Articolo:

Regia: Adam Rehmeier
The Bunny Game si apre con una scena di omicidio e, qualche secondo dopo, di sesso orale. Un inizio non certo dei migliori e, da ciò, si capisce quale sia l'andazzo generale della pellicola, una sporca storia amatoriale sul rapimento e l'umiliazione.
Questo film cerca di seguire l'onda dei torture porn che tanto infiammarono la Francia all'inizio del nuovo millennio ma senza riuscirci. L'elemento che fondamentalmente lo differenzia rispetto ai suddetti è, banalmente, la mancanza di violenza: di sangue, purtroppo, non ne vedremo nonostante in alcune circostanze ci sarebbe stato veramente bene. La violenza esplicita viene sostituita (almeno in linea teorica) da una violenza psicologica ottenuta attraverso il montaggio frenetico, l'ossessiva attenzione per i dettagli ed una colonna sonora fuori di testa, il tutto condito con fotografia cupa e macabra.
Nella tracklist del film troveremo alternanza tra brani black metal e dark ambient, scelte musicali perfette per le circostanze. Anche le scenografie tutto sommato sono coerenti con il resto della pellicola, come ad esempio il cassone del camion nel quale la protagonista viene improgionata da un maniaco è spoglio e sporco, un luogo malsano dal quale, anche noi, vorremmo uscire.

(Registrazioni di posizionamento dei punti)

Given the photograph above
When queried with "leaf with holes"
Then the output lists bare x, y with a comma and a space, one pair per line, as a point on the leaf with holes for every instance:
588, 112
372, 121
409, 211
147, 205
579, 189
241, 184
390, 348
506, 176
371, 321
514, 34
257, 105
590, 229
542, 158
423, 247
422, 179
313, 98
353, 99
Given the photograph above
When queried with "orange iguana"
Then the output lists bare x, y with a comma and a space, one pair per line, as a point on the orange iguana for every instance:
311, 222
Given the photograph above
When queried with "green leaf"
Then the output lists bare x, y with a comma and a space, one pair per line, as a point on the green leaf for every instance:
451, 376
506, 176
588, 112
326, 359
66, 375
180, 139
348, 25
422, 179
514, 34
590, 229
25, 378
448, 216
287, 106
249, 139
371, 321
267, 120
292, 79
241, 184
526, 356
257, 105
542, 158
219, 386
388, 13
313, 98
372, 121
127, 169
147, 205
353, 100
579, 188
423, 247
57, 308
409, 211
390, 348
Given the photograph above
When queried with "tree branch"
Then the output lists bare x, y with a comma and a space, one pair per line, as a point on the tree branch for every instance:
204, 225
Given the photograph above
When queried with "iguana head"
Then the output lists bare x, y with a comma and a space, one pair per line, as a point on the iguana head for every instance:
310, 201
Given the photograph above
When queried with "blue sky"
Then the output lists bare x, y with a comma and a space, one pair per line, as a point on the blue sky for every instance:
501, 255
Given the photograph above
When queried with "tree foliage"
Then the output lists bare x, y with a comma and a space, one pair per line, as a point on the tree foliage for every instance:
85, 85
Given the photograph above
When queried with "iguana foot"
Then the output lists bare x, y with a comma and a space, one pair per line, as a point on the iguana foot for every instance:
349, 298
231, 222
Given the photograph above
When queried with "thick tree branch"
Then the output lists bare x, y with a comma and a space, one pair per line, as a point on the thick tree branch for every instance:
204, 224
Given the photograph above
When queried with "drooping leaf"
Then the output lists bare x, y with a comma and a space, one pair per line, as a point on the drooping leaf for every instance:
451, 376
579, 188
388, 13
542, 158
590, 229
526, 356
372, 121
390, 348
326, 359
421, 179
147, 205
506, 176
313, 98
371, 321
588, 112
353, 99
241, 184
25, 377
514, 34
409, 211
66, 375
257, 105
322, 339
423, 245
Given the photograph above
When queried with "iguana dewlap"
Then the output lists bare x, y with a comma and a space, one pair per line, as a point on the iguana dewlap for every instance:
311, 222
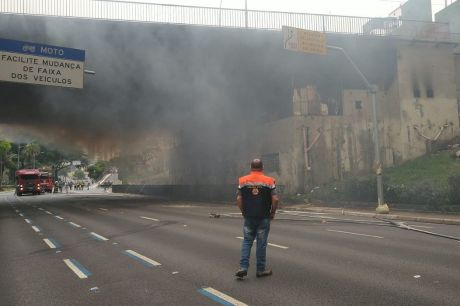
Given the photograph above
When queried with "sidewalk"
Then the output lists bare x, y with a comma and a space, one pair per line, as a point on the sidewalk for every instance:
393, 215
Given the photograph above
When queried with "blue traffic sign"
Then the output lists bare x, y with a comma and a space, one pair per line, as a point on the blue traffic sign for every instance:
30, 48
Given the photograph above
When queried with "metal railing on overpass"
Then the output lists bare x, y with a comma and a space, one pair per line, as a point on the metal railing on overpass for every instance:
224, 17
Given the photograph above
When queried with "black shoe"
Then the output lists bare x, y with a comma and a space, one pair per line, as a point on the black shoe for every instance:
241, 273
266, 272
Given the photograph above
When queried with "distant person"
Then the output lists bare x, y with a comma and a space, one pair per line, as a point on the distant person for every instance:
257, 201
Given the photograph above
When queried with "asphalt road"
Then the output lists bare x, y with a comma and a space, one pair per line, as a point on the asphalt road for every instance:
106, 249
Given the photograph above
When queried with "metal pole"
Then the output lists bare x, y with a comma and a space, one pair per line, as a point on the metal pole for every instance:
19, 151
246, 12
220, 14
378, 161
381, 206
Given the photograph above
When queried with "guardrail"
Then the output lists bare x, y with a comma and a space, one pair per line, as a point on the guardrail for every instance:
223, 17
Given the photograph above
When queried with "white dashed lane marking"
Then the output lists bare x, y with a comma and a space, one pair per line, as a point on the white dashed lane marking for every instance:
356, 234
270, 244
220, 297
147, 218
142, 259
53, 244
77, 268
98, 237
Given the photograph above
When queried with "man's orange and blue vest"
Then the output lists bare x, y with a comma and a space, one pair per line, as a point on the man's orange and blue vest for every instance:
256, 190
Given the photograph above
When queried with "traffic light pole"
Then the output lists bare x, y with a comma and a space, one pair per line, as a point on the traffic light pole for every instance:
382, 208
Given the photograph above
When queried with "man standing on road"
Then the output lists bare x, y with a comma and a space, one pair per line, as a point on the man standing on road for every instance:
258, 201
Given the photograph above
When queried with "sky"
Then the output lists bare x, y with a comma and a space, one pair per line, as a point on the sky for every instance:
363, 8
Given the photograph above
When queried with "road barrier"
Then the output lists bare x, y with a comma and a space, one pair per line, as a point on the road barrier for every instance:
223, 192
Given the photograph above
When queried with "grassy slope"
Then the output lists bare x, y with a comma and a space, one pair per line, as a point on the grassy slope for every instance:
434, 169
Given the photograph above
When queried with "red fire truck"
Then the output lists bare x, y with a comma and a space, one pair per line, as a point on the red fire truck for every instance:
28, 181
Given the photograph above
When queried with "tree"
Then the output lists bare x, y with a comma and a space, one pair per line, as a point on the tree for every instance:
5, 147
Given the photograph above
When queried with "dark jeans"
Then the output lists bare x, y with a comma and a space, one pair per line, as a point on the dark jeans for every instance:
255, 227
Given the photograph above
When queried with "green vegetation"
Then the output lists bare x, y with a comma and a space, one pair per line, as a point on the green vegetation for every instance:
429, 182
434, 169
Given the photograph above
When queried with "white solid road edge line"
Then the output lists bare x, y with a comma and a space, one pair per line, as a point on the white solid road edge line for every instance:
150, 261
153, 219
270, 244
49, 243
224, 297
75, 269
98, 236
357, 234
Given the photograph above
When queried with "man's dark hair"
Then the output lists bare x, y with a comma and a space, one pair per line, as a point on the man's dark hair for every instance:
257, 164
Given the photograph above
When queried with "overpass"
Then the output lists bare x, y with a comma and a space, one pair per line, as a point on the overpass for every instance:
166, 77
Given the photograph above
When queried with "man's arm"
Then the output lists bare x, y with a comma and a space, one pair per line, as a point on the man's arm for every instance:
239, 202
275, 201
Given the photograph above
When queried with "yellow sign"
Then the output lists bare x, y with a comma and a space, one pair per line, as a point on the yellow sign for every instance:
304, 40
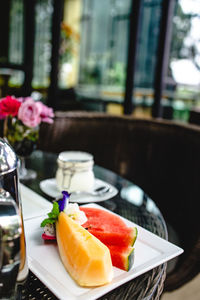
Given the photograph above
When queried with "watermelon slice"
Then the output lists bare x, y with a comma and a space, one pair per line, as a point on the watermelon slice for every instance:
110, 229
122, 257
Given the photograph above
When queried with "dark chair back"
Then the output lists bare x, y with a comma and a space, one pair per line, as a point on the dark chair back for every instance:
161, 157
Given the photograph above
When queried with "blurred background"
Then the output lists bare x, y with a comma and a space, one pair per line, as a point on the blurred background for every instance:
118, 56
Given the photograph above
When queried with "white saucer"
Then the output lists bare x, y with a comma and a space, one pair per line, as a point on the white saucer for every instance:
49, 187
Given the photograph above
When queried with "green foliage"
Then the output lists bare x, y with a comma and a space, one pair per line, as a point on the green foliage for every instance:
17, 131
52, 216
181, 27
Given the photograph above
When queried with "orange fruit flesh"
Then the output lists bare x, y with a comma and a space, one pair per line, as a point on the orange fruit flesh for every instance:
86, 259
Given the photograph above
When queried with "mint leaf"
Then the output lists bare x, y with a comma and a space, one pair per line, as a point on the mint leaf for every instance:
52, 216
47, 221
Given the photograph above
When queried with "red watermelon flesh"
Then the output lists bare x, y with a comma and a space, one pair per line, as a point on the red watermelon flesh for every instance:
109, 228
122, 257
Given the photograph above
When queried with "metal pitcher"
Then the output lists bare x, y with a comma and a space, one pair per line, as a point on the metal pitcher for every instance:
13, 262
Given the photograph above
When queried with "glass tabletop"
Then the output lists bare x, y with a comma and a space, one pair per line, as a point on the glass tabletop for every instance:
132, 203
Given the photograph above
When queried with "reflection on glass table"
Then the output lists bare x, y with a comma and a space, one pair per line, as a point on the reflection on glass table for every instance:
131, 203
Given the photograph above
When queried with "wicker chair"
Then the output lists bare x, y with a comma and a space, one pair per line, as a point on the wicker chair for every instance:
160, 156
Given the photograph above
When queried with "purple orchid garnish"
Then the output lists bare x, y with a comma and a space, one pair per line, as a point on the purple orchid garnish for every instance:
63, 202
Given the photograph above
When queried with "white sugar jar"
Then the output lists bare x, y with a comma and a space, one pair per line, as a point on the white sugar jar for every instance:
75, 171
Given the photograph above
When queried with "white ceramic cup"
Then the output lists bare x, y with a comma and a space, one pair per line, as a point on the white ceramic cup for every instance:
75, 171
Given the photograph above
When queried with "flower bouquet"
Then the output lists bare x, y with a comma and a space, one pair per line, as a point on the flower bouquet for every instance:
22, 117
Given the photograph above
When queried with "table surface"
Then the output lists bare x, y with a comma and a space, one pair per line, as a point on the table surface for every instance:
132, 203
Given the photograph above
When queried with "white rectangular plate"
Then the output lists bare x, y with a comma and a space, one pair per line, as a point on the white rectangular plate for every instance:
45, 263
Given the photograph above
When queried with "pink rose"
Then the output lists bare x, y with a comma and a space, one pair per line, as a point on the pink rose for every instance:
46, 113
9, 106
29, 113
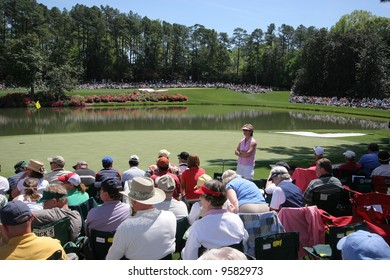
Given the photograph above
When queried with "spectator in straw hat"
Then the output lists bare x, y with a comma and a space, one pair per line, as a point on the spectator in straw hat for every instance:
76, 190
35, 169
57, 164
31, 195
246, 152
167, 184
384, 168
20, 242
150, 233
218, 228
363, 245
55, 208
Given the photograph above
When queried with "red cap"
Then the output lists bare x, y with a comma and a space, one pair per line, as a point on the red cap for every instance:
205, 190
162, 162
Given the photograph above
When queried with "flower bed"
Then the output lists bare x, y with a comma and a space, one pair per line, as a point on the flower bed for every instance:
13, 100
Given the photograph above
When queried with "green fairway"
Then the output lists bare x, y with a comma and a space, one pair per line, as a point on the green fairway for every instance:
215, 148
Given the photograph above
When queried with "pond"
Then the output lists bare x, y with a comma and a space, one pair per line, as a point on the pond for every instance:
69, 120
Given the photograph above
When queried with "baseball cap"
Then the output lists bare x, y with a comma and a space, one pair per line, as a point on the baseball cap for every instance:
15, 213
59, 160
318, 150
107, 161
162, 162
183, 155
72, 178
134, 158
364, 245
247, 126
349, 154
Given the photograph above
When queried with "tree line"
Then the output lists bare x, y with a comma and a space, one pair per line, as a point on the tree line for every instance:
54, 49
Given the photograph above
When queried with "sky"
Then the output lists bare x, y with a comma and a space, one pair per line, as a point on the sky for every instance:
226, 15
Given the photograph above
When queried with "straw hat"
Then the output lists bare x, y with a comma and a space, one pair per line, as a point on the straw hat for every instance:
36, 166
142, 190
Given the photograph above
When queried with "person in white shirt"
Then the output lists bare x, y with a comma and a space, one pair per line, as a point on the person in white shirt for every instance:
167, 184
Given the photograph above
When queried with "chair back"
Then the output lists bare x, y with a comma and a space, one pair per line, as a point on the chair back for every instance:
381, 184
57, 255
279, 246
336, 203
99, 243
181, 227
260, 224
338, 232
83, 209
59, 230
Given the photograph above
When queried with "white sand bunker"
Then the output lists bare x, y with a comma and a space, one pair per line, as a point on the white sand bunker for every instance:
324, 135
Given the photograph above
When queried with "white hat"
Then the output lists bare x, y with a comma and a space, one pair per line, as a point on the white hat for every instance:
349, 154
166, 183
142, 190
318, 150
134, 158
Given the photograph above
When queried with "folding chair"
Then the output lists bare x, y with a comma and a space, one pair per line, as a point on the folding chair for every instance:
83, 209
280, 246
260, 224
381, 184
335, 203
181, 227
218, 176
338, 232
99, 244
57, 255
59, 230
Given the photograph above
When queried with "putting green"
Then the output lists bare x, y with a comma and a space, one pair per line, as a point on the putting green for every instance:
215, 148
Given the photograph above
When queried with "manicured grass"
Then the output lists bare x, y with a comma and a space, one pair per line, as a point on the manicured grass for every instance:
215, 148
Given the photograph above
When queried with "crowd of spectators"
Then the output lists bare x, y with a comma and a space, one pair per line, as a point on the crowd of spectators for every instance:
372, 103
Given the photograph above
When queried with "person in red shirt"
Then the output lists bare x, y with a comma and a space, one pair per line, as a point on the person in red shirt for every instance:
189, 179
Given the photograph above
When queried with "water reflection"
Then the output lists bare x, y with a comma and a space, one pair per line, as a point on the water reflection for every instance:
63, 120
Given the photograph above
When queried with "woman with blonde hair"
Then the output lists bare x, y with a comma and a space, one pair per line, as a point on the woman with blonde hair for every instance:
243, 194
189, 178
31, 194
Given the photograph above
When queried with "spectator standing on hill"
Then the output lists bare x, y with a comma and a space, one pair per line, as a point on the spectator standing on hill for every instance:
370, 160
246, 152
384, 168
35, 169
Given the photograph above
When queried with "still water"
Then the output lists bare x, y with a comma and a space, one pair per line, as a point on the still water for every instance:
63, 120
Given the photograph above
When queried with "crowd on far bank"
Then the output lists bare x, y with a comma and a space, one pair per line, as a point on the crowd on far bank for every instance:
372, 103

Istruzioni:
1. Secondo la recensione di The Bunny Game, quali generi musicali si alternano nella tracklist del film?
2. Scrivi il seguito della recensione di The Bunny Game a partire dall'ultima frase riportata.

Le risposte:
1. Brani black metal e dark ambient.

2.
Nonostante la storia sia quindi quella di un rapimento a danno di una prostituta, la quasi mancanza di dialoghi si fa sentire, specialmente per quanto riguarda il senso del film, che risulta solo un puro esercizio di stile e nulla di più.
Le urla, al contrario, sono più incisive dei pochi dialoghi stupidi e inutili che sentiremo, queste verranno distorte e ampliate, suoni perforanti che ci faranno sentire malessere e ci faranno, almeno in parte, immedesimare nella protagonista.
La scarsa durata è un punto a favore del film che, se fosse stato più lungo anche solo di dieci minuti, sarebbe risultato veramente noioso, più di quanto non lo sia già. Gli attori protagonisti non aiutano a far sembrare il film più interessante e, oltre ad interpretare personaggi banali e poco approfonditi, attuano performances non proprio eccellenti che, ogni tanto, risultano finte e forzate, rovinando il mood marcio del film.
Concludendo, consiglio il film agli amanti degli horror indipendenti non troppo pretenziosi, sconsigliato invece a chi cerca qualcosa di più raffinato e profondo.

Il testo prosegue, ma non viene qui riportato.